## DATA SUPPLIED
::::

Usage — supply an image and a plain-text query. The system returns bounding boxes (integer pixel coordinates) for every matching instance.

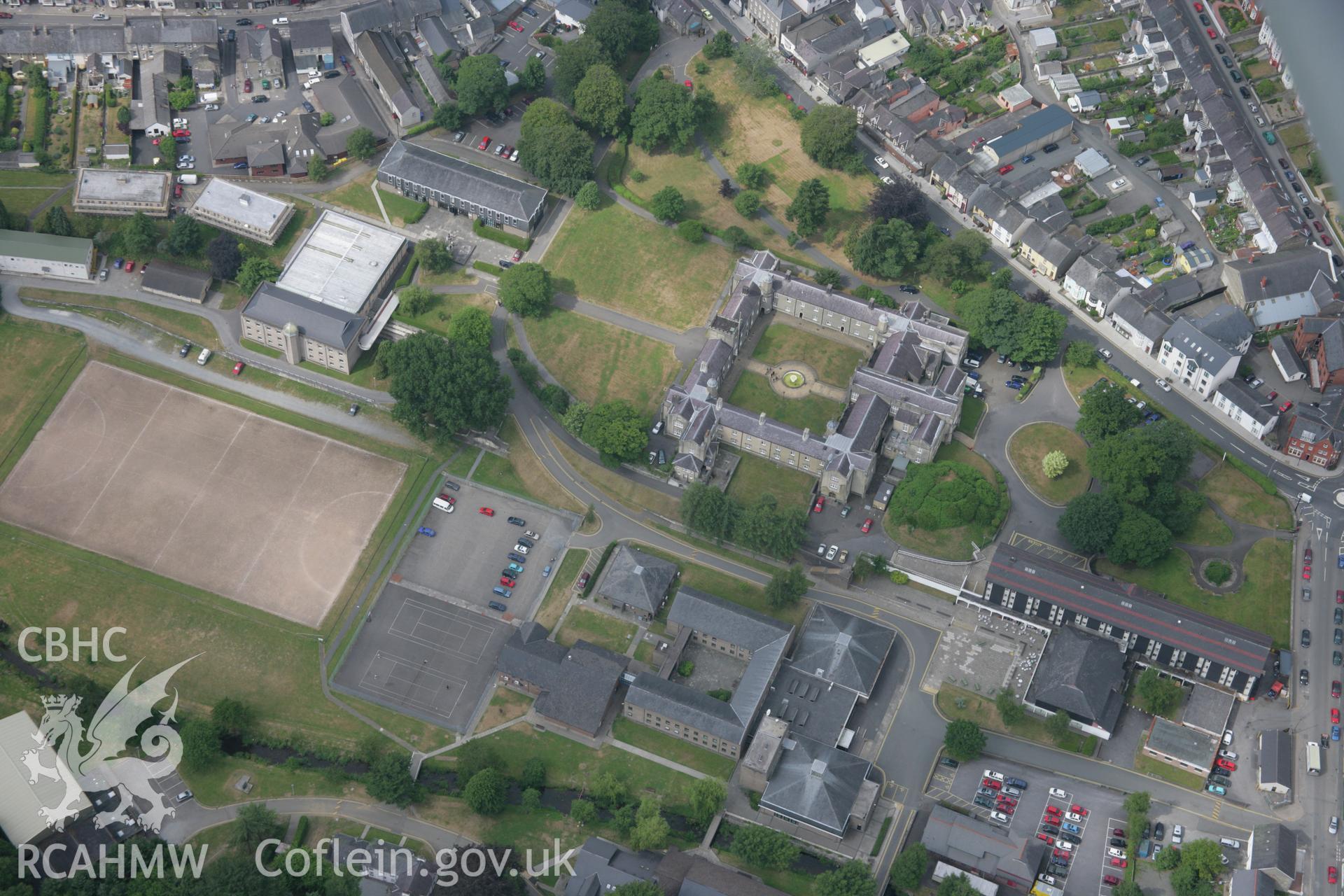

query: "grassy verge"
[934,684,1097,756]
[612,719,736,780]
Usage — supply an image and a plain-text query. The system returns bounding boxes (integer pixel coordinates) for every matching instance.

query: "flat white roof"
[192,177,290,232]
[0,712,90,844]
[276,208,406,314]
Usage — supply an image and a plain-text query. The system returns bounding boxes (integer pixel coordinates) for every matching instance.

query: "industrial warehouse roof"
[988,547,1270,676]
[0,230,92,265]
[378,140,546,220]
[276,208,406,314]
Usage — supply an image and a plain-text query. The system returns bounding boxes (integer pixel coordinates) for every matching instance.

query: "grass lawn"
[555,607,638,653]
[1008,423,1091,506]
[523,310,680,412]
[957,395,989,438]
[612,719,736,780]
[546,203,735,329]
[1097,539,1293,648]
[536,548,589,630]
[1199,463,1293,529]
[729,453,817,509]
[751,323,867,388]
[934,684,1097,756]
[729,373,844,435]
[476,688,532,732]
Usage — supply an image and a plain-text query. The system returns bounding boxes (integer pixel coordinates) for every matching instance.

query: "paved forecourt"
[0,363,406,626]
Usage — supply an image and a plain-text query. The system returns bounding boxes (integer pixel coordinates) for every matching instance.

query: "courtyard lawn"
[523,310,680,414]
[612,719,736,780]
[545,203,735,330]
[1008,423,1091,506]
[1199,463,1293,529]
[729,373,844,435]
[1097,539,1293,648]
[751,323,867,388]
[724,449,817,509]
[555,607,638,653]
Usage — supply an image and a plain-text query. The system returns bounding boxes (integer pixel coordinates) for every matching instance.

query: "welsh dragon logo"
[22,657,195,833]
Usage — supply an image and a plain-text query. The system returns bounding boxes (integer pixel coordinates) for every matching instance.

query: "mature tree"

::::

## GOAL OF THE EXERCISE
Go through the material above and print all of it exactly, except the pictures.

## EXERCISE RESPONSE
Usage — supply an image and a plain-text query. The system returns bounding boxes (integer pixel coordinates) for every matching instance.


query: "grassy verge"
[934,684,1097,756]
[612,719,736,780]
Usage — supply an image and a plain-text query. The system returns bounding boxes (integer pixel coordinates) for every matching instance.

query: "flat white roof"
[192,177,290,232]
[0,712,90,844]
[276,208,406,314]
Usage — supply an image and a plain-text query. The system returns bounding boxes (integer pixel coordinates) for every matching instance.

query: "industrial warehouse roof"
[988,547,1270,676]
[0,230,92,265]
[378,140,546,220]
[276,208,406,314]
Usage — supply an image and a plain-text query. The system returns bounding boxes (integer pixel coordinates) for every matching instance.

query: "grass lawn"
[555,607,638,653]
[1008,423,1091,506]
[523,310,680,412]
[957,395,989,438]
[612,719,736,780]
[546,203,735,329]
[1097,539,1293,648]
[536,548,589,630]
[1199,463,1293,529]
[729,453,817,509]
[751,323,867,388]
[934,684,1097,756]
[729,373,844,435]
[476,688,532,732]
Usage — supply an image and a plain-text query. The system returns bounding boxes (integer pixel coordinates) for every matching instance.

query: "paved forecourt"
[0,363,406,626]
Usage — supply an image and a plain-text query. The system returns bounding boxes (integer pixel coordinates) for every matching instance.

query: "courtyard lawn"
[523,310,680,414]
[612,719,736,780]
[545,203,735,330]
[1008,423,1091,506]
[1199,463,1293,529]
[729,373,844,435]
[1097,539,1293,648]
[751,323,867,388]
[724,449,817,509]
[555,607,638,653]
Usage — supply an image and a plain-text query. The system returns bounding boxes (integer pixel coordinates) for every matching instance.

query: "welsh dragon logo"
[22,657,195,833]
Usage — supply an image and a plain-text query. The system returns bounding boxes (integer pixel coordinates) for every matching instance.

query: "mature tree"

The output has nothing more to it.